Task requirements:
Which lines in the entries below contain the word "background"? Copy each of them in full.

Data listing:
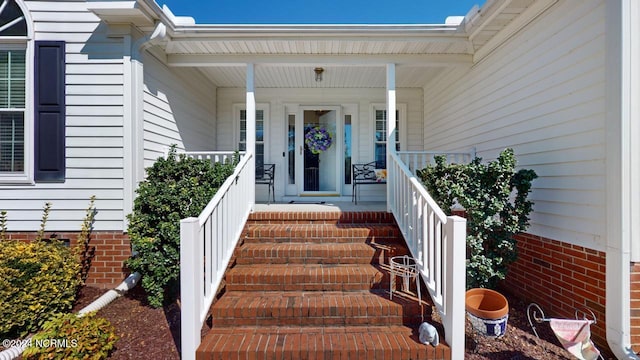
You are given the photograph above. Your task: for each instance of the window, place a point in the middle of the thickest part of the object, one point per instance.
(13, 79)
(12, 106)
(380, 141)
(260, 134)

* * *

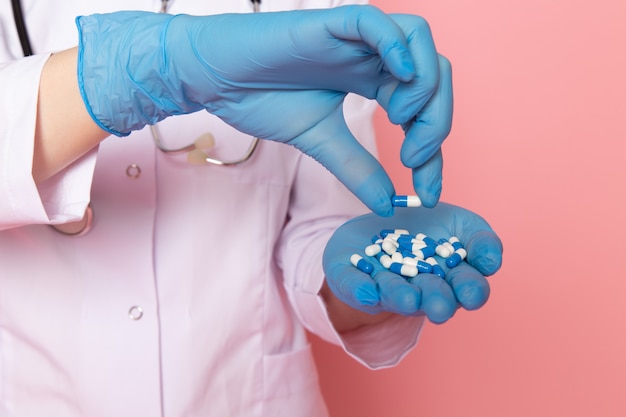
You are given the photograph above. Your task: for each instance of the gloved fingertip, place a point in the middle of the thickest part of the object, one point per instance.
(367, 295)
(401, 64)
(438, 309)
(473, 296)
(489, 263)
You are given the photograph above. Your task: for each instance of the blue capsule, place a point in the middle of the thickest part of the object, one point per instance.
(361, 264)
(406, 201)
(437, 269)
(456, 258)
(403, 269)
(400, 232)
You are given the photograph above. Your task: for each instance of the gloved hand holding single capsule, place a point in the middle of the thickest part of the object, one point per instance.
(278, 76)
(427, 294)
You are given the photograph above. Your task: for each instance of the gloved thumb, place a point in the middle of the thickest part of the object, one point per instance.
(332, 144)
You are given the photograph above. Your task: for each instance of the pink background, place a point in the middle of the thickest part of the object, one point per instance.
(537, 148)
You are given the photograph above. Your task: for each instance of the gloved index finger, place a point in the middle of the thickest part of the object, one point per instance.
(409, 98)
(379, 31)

Answer in full:
You are given the photograph above. Your task: for each instance of the pink background, place a point in the middle of the thickest part of the object, one point per instance.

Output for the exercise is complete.